TASK DIRECTIONS: Treat the line containing "Thanks for the photo. Could you please mark the white porch" as the first line and the final line of the material below as the last; reproduce that range exactly.

ENTRIES:
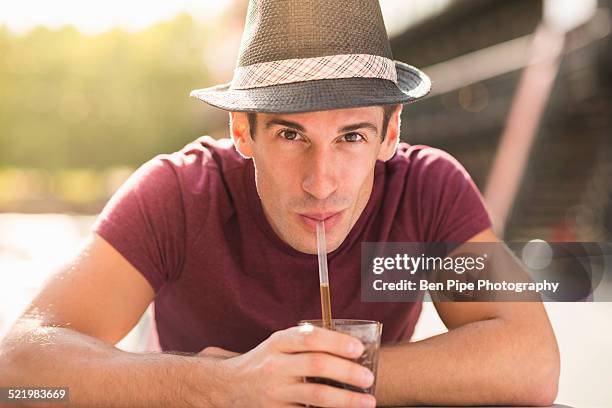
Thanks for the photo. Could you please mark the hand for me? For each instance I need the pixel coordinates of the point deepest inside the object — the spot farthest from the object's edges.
(272, 374)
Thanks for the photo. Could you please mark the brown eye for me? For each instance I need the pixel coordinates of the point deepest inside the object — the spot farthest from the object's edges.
(353, 137)
(289, 134)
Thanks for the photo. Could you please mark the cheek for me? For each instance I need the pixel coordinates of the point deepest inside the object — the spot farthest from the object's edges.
(275, 180)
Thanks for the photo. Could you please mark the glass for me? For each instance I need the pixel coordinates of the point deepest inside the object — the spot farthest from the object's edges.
(369, 332)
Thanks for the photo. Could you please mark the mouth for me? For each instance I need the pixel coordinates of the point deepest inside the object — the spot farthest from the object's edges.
(310, 220)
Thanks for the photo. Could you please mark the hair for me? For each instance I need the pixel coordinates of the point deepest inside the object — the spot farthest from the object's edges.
(387, 112)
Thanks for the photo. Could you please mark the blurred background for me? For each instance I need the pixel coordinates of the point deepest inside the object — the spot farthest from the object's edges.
(522, 96)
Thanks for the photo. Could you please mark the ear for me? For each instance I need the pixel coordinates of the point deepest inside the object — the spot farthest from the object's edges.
(389, 145)
(241, 134)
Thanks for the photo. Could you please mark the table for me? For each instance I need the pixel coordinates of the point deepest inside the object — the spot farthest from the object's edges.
(551, 406)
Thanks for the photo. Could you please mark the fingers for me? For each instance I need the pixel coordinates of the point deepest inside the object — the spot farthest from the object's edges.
(329, 366)
(321, 395)
(311, 338)
(213, 351)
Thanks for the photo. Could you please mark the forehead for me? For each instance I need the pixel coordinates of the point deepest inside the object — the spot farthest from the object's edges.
(337, 116)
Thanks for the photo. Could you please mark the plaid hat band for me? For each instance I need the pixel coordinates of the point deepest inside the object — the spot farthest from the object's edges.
(315, 68)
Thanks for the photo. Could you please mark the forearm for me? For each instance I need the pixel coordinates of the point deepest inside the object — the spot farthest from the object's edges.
(98, 374)
(484, 362)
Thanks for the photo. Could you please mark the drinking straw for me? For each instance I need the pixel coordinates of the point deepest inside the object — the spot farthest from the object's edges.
(323, 276)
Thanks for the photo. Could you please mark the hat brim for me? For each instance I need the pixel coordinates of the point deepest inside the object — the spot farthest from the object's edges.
(322, 94)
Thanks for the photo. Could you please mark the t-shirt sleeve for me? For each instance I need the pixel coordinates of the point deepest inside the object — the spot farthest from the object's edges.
(452, 204)
(145, 221)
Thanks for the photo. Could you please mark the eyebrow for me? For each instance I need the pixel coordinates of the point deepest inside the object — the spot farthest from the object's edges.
(295, 125)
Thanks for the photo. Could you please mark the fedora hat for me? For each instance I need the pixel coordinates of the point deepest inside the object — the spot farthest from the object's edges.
(311, 55)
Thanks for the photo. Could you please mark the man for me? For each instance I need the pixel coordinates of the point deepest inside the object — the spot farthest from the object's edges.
(221, 236)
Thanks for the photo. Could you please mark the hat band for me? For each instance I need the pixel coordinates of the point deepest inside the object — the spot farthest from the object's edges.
(308, 69)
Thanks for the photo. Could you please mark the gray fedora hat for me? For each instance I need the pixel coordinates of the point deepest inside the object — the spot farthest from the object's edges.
(312, 55)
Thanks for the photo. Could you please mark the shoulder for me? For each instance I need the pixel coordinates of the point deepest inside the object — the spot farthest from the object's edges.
(199, 160)
(422, 161)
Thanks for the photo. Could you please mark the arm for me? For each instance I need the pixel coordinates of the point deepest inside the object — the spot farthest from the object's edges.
(66, 336)
(495, 353)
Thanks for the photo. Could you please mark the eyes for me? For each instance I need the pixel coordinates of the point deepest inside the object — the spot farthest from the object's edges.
(293, 135)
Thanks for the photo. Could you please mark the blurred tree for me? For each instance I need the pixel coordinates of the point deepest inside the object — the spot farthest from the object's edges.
(68, 100)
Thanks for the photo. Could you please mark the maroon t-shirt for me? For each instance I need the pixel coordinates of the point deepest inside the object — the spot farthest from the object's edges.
(192, 223)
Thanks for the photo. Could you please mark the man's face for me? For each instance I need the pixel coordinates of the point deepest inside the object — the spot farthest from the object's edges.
(315, 166)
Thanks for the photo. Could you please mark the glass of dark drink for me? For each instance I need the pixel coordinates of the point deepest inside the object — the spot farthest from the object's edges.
(369, 332)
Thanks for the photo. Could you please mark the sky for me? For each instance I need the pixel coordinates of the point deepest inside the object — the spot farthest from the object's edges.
(95, 16)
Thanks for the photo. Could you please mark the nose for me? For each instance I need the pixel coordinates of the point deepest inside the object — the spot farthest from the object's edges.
(320, 181)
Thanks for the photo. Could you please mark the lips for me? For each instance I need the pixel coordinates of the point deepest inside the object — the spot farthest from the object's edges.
(310, 220)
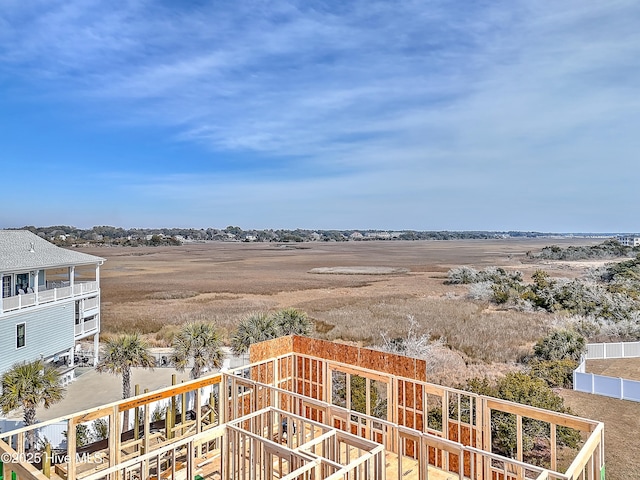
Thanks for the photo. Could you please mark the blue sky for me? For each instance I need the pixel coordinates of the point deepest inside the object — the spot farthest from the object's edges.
(427, 115)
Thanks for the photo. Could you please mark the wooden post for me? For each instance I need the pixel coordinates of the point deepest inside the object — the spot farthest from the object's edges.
(183, 415)
(212, 404)
(114, 441)
(145, 438)
(136, 421)
(168, 423)
(46, 461)
(71, 449)
(173, 401)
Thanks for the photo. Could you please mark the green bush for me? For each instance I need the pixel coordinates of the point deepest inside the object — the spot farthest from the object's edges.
(561, 345)
(557, 373)
(526, 389)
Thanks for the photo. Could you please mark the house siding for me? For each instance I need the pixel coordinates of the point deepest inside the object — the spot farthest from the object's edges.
(49, 331)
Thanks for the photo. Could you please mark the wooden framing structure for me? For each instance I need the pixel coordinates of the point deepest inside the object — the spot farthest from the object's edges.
(310, 409)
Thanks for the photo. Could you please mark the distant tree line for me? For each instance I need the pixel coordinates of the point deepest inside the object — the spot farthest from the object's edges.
(64, 235)
(605, 305)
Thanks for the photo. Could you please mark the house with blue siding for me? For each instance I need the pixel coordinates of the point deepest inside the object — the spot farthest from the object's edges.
(50, 301)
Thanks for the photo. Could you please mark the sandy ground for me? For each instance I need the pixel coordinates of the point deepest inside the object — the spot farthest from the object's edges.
(92, 389)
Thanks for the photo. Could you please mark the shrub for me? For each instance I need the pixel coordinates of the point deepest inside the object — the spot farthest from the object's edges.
(526, 389)
(561, 345)
(557, 373)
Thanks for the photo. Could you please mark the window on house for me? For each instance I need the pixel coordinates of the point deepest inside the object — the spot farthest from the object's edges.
(20, 335)
(78, 319)
(6, 286)
(22, 281)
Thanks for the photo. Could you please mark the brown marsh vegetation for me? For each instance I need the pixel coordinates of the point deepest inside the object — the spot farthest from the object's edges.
(380, 288)
(154, 290)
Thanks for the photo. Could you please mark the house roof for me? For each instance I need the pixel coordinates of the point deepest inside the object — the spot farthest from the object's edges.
(23, 250)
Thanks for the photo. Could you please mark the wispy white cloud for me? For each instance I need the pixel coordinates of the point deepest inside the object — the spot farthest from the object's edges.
(413, 101)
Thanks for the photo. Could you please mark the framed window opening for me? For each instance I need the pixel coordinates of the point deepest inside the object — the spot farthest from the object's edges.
(6, 286)
(21, 335)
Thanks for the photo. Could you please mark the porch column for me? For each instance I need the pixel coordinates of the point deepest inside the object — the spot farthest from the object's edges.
(96, 347)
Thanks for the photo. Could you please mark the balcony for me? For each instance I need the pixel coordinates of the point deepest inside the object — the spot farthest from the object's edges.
(52, 292)
(87, 327)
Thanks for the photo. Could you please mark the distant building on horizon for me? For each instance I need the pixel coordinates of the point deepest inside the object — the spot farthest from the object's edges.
(629, 241)
(50, 301)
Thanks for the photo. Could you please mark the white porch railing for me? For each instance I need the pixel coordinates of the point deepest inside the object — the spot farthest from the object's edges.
(17, 302)
(90, 326)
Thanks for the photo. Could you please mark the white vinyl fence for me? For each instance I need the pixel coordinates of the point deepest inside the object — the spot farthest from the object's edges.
(608, 386)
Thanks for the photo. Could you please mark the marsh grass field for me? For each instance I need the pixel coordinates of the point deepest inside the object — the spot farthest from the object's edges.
(354, 292)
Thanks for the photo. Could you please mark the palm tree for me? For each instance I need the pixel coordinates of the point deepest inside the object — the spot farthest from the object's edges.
(257, 327)
(29, 385)
(122, 354)
(198, 341)
(291, 321)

EXPECTED OUTPUT:
Thanks for the photo. Could you please mark the white porch railing for me? For each instance I need the pixel coordinates of the point deepest inside the object — the spot farthest from the object's edges.
(17, 302)
(90, 326)
Thanks for the photo. Could you please mark the white vinyl fence for me? For each instance I need the pixel coordinates of the point deepest inside the object — the spot farthest from the object's edges.
(608, 386)
Thanks for the photo. Could you please mark the marsh grass field for me? For each instance I need the pixel coordinates of the point deepest inside the object — the spot farthest from the object's edges.
(354, 292)
Thanks for the photo. Could you please mark the palm tree for me? For each instance I need the pixel coordinates of the point deepest inside the object — the spot farthest from the object's edges.
(257, 327)
(29, 385)
(122, 354)
(198, 341)
(291, 321)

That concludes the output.